- _EXERCISE DETAILS_: Find the line containing "the bird chick? Tag one per instance.", then print it and each following line through the end of the records, exactly and with nothing added; leave out any pictures.

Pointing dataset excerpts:
[start]

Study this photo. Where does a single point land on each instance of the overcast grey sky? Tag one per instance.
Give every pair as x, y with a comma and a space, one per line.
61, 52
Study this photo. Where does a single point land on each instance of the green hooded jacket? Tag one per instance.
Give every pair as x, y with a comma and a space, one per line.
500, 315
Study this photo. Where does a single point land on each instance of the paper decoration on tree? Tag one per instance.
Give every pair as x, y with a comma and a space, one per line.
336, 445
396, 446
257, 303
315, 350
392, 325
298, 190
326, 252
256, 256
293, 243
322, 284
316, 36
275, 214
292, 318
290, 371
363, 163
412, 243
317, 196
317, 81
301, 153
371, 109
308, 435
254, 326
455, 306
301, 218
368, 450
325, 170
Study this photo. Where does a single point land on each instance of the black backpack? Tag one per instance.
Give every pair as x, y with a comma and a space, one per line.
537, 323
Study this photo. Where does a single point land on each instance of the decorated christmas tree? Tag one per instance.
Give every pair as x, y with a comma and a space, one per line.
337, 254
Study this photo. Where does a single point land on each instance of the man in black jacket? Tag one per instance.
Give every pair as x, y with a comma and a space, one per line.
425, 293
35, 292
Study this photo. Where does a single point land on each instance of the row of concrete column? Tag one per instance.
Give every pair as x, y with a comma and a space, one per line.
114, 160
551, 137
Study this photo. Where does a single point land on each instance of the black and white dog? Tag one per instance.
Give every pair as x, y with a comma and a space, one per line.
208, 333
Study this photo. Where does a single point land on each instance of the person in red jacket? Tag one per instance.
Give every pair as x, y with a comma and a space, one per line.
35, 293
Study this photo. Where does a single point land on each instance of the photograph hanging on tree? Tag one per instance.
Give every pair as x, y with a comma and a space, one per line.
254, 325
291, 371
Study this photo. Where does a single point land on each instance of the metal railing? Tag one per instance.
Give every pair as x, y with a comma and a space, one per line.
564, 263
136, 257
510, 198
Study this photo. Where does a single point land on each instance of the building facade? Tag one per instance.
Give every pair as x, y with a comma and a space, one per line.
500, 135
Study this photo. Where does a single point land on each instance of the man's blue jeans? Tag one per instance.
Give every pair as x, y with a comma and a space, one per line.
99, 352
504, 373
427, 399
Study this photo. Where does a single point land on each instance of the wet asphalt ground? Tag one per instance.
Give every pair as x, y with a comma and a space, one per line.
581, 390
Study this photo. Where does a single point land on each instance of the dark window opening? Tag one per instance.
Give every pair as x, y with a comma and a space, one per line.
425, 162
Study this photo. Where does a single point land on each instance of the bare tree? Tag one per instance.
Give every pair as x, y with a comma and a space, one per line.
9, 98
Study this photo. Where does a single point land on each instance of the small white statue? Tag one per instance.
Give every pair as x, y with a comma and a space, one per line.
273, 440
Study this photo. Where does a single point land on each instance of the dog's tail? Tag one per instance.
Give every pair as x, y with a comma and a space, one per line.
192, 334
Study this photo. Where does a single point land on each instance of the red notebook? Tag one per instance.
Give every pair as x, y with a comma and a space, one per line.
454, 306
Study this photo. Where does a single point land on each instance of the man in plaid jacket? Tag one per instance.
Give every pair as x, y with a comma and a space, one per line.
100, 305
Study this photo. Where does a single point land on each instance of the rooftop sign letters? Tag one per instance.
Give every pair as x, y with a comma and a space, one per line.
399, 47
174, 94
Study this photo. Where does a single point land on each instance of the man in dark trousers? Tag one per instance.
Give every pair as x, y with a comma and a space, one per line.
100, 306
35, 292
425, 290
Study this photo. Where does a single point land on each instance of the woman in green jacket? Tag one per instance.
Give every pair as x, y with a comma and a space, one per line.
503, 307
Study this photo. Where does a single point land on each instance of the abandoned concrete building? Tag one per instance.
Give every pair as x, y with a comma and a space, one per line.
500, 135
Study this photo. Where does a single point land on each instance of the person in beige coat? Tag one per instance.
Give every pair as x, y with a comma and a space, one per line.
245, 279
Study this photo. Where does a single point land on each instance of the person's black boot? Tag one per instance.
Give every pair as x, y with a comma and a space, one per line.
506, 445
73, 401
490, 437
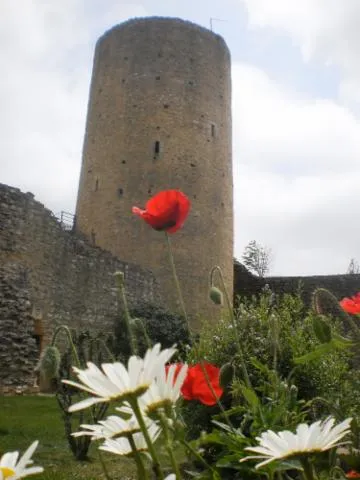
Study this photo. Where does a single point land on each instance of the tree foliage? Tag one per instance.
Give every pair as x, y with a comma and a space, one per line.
257, 258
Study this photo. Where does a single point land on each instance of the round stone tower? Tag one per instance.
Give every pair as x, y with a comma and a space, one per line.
159, 117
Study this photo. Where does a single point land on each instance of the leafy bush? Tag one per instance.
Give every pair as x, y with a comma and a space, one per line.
273, 333
155, 323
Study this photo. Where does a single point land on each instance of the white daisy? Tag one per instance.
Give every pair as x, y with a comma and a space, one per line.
113, 426
317, 437
121, 445
115, 382
165, 390
13, 469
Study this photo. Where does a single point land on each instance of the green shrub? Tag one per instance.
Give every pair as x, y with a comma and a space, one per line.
155, 323
273, 332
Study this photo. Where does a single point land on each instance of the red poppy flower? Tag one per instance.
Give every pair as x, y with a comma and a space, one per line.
351, 305
353, 474
195, 386
167, 210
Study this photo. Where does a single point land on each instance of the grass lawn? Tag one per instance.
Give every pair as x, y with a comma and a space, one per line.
24, 419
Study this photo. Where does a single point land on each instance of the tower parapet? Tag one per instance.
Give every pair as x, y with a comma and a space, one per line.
159, 117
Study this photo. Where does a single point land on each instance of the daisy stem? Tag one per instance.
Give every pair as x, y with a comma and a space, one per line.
233, 322
137, 412
197, 456
177, 283
308, 473
170, 450
119, 276
142, 473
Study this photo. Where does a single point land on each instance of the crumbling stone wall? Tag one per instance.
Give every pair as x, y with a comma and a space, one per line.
48, 277
247, 284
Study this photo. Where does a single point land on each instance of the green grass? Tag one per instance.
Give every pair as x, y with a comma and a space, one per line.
24, 419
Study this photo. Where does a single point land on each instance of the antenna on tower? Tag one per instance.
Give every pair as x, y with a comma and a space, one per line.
216, 19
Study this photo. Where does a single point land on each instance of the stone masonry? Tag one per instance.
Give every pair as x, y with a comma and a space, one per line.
159, 117
48, 277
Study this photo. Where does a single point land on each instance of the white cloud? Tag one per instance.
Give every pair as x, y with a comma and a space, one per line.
295, 158
46, 52
296, 175
325, 30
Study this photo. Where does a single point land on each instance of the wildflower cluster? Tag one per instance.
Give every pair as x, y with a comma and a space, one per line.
146, 391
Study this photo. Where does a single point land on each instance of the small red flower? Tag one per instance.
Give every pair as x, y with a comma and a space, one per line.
351, 305
195, 386
167, 210
353, 474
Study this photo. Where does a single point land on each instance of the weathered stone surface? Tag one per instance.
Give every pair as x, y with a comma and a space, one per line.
247, 284
48, 277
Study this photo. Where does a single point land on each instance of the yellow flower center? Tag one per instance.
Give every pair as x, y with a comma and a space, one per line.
7, 472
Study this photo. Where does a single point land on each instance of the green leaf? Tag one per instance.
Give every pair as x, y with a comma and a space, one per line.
250, 396
315, 354
322, 329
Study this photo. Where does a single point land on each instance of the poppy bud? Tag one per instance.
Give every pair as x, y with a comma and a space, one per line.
49, 363
322, 329
226, 375
216, 295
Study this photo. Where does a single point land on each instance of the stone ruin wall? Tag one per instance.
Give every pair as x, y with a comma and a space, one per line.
246, 284
48, 277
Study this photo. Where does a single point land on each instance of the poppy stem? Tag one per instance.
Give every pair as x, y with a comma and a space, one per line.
177, 283
119, 277
233, 323
66, 329
169, 446
138, 460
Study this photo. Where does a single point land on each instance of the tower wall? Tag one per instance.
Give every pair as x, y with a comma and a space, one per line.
159, 117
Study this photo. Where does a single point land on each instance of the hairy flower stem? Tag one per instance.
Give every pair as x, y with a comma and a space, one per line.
233, 322
137, 412
119, 276
103, 466
142, 472
64, 328
198, 456
178, 288
169, 446
308, 471
177, 283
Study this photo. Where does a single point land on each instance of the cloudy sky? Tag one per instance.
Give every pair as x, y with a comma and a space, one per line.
296, 113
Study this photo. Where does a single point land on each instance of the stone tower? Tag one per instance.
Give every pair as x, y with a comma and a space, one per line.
159, 117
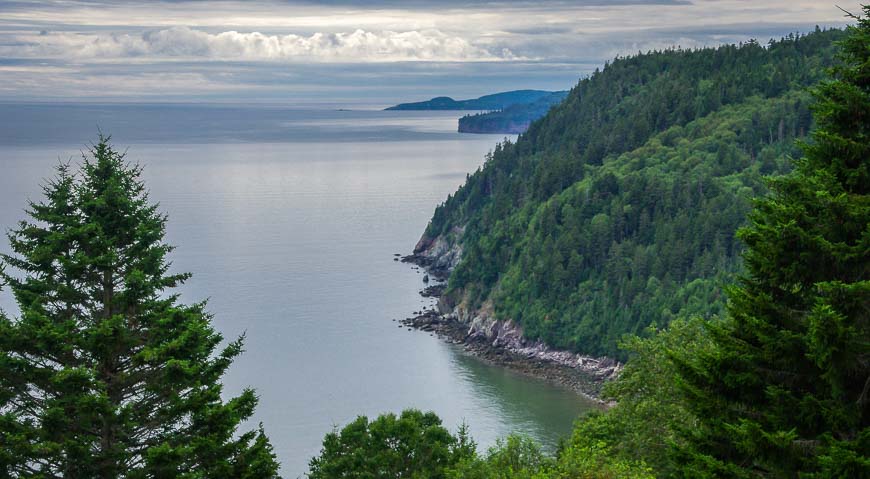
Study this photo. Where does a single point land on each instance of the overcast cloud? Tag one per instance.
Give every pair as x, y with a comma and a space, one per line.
354, 52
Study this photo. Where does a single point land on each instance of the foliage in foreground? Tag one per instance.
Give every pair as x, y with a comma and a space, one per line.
786, 391
780, 386
415, 445
618, 209
105, 373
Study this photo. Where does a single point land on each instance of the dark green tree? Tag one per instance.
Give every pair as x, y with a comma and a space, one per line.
413, 445
105, 374
786, 391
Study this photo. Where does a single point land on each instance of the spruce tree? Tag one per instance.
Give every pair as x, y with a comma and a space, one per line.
786, 392
105, 373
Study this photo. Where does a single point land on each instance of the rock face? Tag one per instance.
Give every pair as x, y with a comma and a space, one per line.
507, 335
478, 327
438, 255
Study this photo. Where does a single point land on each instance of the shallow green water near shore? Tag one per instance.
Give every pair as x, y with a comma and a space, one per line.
289, 221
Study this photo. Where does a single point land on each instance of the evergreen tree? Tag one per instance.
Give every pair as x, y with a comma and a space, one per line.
786, 392
413, 445
105, 373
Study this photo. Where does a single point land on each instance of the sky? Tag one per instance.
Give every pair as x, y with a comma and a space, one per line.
353, 52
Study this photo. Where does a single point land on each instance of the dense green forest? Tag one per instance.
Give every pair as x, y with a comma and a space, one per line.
617, 210
777, 387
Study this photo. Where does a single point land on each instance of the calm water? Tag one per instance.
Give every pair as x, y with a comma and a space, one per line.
289, 220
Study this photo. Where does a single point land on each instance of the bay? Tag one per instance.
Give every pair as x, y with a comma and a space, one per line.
289, 220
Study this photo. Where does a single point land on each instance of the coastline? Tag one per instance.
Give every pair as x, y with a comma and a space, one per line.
501, 342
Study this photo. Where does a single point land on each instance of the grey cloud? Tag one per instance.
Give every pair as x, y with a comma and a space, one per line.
353, 47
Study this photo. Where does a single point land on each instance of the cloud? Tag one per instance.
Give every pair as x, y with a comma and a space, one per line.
359, 46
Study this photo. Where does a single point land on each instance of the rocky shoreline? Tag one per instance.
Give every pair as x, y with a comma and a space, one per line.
501, 342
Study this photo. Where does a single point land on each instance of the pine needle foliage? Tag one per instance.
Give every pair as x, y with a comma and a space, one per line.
105, 373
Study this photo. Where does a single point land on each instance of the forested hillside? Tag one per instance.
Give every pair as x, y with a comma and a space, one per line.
618, 208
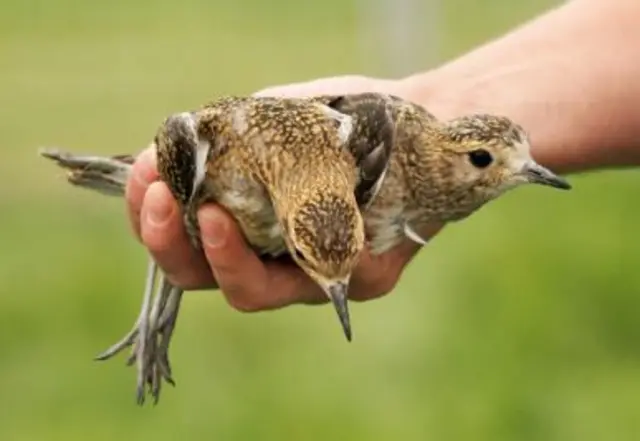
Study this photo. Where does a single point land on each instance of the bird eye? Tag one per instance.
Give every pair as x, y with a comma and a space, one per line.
480, 158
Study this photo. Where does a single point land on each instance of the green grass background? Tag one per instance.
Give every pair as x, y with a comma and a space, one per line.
520, 324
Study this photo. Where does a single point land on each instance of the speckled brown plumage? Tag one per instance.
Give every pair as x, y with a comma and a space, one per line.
314, 178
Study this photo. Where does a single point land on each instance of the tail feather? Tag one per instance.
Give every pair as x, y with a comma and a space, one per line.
104, 174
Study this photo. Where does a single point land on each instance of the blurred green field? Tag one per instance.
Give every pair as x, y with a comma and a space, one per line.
519, 324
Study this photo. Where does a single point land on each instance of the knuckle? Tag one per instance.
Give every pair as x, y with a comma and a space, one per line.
243, 304
374, 287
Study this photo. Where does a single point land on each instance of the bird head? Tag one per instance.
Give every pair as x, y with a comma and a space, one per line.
486, 155
325, 235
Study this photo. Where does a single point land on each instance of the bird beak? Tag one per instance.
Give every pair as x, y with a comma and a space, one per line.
537, 174
337, 292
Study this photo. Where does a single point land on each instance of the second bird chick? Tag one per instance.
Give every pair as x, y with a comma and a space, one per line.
279, 166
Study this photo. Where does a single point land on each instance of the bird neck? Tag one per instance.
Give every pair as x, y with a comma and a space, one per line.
427, 170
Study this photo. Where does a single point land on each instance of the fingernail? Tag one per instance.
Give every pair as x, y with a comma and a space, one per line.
213, 225
159, 205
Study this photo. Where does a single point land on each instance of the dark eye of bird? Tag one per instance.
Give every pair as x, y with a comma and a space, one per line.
480, 158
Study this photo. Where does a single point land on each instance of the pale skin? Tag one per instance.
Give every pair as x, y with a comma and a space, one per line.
570, 77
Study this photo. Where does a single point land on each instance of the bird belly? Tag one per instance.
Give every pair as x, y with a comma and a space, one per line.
251, 206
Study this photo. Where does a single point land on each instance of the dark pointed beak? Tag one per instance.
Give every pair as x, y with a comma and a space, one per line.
337, 292
537, 174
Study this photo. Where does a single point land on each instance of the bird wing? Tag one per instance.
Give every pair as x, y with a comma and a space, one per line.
372, 138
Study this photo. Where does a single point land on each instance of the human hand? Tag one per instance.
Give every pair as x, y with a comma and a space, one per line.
248, 283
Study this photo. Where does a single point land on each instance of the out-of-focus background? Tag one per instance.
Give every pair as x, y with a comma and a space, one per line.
521, 323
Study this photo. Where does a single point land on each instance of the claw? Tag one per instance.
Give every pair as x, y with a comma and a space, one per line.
129, 339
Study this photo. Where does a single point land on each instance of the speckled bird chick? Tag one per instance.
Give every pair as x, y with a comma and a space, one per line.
403, 167
431, 170
279, 166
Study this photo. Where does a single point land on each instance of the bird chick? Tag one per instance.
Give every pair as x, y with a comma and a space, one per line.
432, 171
279, 166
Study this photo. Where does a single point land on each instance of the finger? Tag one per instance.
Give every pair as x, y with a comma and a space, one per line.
163, 233
143, 173
248, 283
376, 276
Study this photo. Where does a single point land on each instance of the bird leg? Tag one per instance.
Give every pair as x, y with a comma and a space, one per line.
151, 335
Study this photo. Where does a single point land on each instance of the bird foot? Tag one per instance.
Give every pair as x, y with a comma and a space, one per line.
150, 337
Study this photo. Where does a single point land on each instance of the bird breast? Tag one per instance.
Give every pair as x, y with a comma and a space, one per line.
249, 203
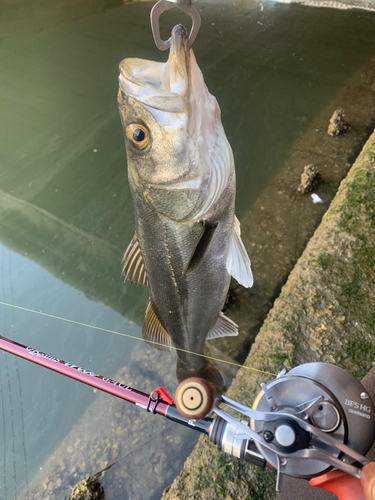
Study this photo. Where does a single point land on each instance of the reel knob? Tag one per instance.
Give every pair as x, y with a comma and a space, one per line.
195, 398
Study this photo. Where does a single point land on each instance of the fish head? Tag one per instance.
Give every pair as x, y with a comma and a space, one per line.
179, 159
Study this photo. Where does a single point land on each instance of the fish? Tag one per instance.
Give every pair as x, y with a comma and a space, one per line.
187, 242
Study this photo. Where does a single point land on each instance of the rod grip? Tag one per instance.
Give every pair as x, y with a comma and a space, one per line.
368, 480
341, 484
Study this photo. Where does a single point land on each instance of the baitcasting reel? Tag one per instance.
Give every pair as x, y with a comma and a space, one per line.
304, 423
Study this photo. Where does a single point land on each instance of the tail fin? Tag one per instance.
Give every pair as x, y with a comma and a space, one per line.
208, 372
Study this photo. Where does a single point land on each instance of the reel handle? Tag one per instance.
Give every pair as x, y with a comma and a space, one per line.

[end]

- _COMPLETE OUTPUT_:
Study this photo. Where does a single point land on each instance of the bird chick? Tag one per instance.
Give every pair as x, y with a comma and a space, one per line.
432, 171
279, 166
Study this photo. Where does a single point land on each instance of the finger? Tag one per instance.
Give every pair as x, y with a comma and a space, one per line.
163, 233
143, 173
248, 283
376, 276
Study this photo. Where does a single point land on each instance of the bird leg? Tag one per instance.
Give every pair as x, y with a comma and a space, one per line.
151, 335
Study this photo. Where does a single point land on each instance of the bird foot? Tag one per instance.
Give every pair as x, y with a comma and a space, one per line.
150, 337
Study this photo. Where does a single point land on each instance of the bird breast? Tag one per instance.
Give every pair as x, y with a comma and a space, one per line.
249, 203
Study this photo. Where does a single point land on each instance of the reel knob? Tag one per instance.
Give every pair as x, y with a comma and a space, one per line.
195, 398
Study this photo. Where does a single point land on each instance of the fish head? Tag one per instance.
Give every pair as x, y with a comma and a space, one per line.
179, 159
Study this photo. Where does a single point land on each instance of the fish? Tag one per instance.
Give every pair as x, y with a comma and a space, one per line.
187, 242
Study this photo. Where does a single point land on each instance of the rod grip? Tag one per instance.
Give every pair as x, y with a comma and a space, one per line.
368, 480
341, 484
Study this photo. Where does a single point land on each instance of the baitcasting reel? Tag one per instance.
Give every pair as x, y with a comma and a space, one per line.
304, 423
Study this photo. Where does a single point land on each instance of the tail fin? Tag one per instance.
Give every pair as x, y with a comma and a space, one per line.
208, 372
Study this photo. Where does a single point land on each instance of the reel handle? Tag one per instance.
Give every pair as x, y with a comma and a space, one per line.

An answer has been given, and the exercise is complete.